TASK PROMPT: Could you print every item below word for word, keeping each line unchanged?
=-=-=
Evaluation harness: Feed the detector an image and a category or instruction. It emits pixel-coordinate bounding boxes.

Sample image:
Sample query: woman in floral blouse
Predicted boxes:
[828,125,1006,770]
=-=-=
EXPECTED ANSWER:
Evaluation harness: Feed the detector an image and a category or instruction. It emits pixel-coordinate bounding boxes.

Sample image:
Sample query: woman in floral blouse
Predicted boxes:
[828,125,1006,770]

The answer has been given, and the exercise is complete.